COMPLETE THE FOLLOWING:
1/ According to the 3DFaceFill abstract below, how much higher PSNR does 3DFaceFill achieve over the state of the art for large masks?
2/ Summarize the 3DFaceFill abstract below in two sentences.
3/ Please write what follows the 3DFaceFill abstract below, picking up after its final sentence.

GIVEN TEXT:

3DFaceFill: An Analysis-by-Synthesis Approach for Face Completion

Abstract

Existing face completion solutions are primarily driven by end-to-end models that directly generate 2D completions of 2D masked faces. By having to implicitly account for geometric and photometric variations in facial shape and appearance, such approaches result in unrealistic completions, especially under large variations in pose, shape, illumination and mask sizes. To alleviate these limitations, we introduce 3DFaceFill, an analysis-by-synthesis approach for face completion that explicitly considers the image formation process. It comprises three components, (1) an encoder that disentangles the face into its constituent 3D mesh, 3D pose, illumination and albedo factors, (2) an autoencoder that inpaints the UV representation of facial albedo, and (3) a renderer that resynthesizes the completed face. By operating on the UV representation, 3DFaceFill affords the power of correspondence and allows us to naturally enforce geometrical priors (e.g. facial symmetry) more effectively. Quantitatively, 3DFaceFill improves the state-of-the-art by up to 4dB higher PSNR and 25% better LPIPS for large masks. And, qualitatively, it leads to demonstrably more photorealistic face completions over a range of masks and occlusions while preserving consistency in global and component-wise shape, pose, illumination and eye-gaze.

DATASET RECORDS:
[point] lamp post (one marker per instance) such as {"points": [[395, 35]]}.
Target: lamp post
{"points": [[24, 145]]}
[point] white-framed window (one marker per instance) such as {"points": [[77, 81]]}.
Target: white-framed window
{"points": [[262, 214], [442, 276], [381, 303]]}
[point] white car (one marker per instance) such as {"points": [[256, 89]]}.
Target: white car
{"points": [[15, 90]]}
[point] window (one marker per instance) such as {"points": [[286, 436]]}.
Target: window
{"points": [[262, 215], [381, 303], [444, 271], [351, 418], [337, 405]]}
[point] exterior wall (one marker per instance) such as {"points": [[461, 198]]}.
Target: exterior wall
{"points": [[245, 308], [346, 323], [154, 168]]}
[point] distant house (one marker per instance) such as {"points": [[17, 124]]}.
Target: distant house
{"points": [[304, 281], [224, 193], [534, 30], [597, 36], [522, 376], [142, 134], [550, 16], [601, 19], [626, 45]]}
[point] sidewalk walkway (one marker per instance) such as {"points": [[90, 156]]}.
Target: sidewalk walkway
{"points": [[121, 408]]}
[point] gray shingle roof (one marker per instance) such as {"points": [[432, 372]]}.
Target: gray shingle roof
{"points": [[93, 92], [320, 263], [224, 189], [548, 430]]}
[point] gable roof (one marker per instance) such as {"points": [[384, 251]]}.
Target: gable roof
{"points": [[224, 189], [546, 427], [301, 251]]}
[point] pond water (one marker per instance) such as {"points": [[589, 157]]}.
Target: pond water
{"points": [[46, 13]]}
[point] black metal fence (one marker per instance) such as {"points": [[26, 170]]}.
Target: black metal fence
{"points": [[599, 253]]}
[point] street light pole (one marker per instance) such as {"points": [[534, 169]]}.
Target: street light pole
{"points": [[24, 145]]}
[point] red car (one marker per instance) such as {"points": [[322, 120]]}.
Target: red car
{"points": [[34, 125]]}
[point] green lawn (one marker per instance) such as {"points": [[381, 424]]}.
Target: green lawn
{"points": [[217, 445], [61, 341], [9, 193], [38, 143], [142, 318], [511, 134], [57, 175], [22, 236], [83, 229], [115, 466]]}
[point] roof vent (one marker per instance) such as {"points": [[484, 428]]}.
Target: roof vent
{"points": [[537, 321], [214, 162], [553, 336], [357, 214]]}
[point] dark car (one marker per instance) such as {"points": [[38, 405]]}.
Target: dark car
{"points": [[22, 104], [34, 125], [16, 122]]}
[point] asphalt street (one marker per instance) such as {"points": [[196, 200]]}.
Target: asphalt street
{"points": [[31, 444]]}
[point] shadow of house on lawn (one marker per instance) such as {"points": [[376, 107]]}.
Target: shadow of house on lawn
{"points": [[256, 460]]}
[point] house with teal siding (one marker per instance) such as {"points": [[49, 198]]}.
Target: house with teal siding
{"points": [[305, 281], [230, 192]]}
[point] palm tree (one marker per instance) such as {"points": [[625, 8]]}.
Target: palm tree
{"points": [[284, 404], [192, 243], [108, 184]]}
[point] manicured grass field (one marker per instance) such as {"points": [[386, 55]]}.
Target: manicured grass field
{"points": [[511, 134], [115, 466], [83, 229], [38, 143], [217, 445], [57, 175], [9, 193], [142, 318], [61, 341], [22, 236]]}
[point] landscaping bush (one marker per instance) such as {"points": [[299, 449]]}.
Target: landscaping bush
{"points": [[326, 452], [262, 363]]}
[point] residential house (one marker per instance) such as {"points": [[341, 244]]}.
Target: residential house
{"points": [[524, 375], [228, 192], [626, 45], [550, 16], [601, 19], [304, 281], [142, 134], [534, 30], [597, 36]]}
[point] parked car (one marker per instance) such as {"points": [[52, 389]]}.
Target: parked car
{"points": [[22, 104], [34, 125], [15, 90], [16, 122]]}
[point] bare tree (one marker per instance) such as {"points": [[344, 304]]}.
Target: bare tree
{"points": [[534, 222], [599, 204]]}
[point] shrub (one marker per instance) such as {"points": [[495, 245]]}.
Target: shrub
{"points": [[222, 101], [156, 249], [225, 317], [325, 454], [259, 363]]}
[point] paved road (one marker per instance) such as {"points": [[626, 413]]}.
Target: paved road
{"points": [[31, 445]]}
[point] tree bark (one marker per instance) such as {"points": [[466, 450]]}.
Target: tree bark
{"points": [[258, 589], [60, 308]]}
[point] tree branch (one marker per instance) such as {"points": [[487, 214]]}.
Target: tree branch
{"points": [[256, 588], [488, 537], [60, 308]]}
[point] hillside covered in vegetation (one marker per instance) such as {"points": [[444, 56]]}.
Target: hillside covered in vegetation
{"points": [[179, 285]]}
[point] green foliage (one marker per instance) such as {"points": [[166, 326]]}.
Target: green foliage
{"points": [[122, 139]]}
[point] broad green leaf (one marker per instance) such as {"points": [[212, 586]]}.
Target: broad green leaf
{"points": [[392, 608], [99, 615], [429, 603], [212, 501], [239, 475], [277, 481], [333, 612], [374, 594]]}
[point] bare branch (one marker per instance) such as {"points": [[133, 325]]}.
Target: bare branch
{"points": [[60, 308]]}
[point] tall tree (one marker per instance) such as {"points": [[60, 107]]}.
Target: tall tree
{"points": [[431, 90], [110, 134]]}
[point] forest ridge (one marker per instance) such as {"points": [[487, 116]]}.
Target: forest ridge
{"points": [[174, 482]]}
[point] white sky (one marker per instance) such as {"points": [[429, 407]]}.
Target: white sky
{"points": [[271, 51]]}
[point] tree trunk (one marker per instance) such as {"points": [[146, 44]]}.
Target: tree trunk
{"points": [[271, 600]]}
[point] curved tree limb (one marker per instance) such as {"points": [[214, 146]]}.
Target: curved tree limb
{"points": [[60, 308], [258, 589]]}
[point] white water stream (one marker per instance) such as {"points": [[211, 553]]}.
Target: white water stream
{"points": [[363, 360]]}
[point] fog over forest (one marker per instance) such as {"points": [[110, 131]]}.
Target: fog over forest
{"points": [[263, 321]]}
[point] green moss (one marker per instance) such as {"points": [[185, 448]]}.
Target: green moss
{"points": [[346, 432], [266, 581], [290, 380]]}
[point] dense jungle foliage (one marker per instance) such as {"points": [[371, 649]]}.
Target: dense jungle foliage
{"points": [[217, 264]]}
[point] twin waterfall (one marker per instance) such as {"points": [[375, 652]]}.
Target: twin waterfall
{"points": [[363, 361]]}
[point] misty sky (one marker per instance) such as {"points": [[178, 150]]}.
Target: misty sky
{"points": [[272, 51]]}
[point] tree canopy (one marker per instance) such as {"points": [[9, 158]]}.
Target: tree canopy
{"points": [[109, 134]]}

RESULTS:
1/ Up to 4dB higher PSNR.

2/ End-to-end face completion models that directly generate 2D completions give unrealistic results under large variations in pose, shape, illumination and mask size, so 3DFaceFill takes an analysis-by-synthesis approach that explicitly considers image formation. An encoder splits the face into 3D mesh, 3D pose, illumination and albedo, an autoencoder inpaints the UV albedo, and a renderer resynthesizes the face, which yields up to 4dB higher PSNR, 25% better LPIPS for large masks and more photorealistic completions.

3/
Overview

3DFaceFill is an iterative inpainting approach where the masked face is disentangled into its 3D shape, pose, illumination and partial albedo by the 3DMM module, following which the partial albedo, represented in the UV space is inpainted using symmetry prior, and finally the completed image is rendered. alt text

Contributions

Face completion using explicit 3D priors leading to geometrically and photometrically better results
We leverage facial symmetry efficiently for face completion
Qualitative and quantitative improvement in face completion under diverse conditions of shape, pose, illumination, etc

Data Preparation

3DFaceFill is trained using the CelebA dataset. We preprocess the CelebA dataset to align and crop the face images. To do this, edit the process_celeba.py file to point the celeba_dir variable to the path of the CelebA dataset. Then, run the script as python process_celeba.py

Setup

Set up a conda environment with Python 3.6 and PyTorch 1.4.0. Use the attached env.yml file to create the environment with all the required libraries conda env create -f env.yml

In addition, install the zbuffer cuda library using the following steps:

cd zbuffer/
python setup.py install

Download the pretrained 3DMM and Face Segmentation models from https://drive.google.com/drive/folders/1Pf1CEWjX1DtovTE4NDgiyE3CzAN-ucmC?usp=sharing to the ./checkpoints/ directory.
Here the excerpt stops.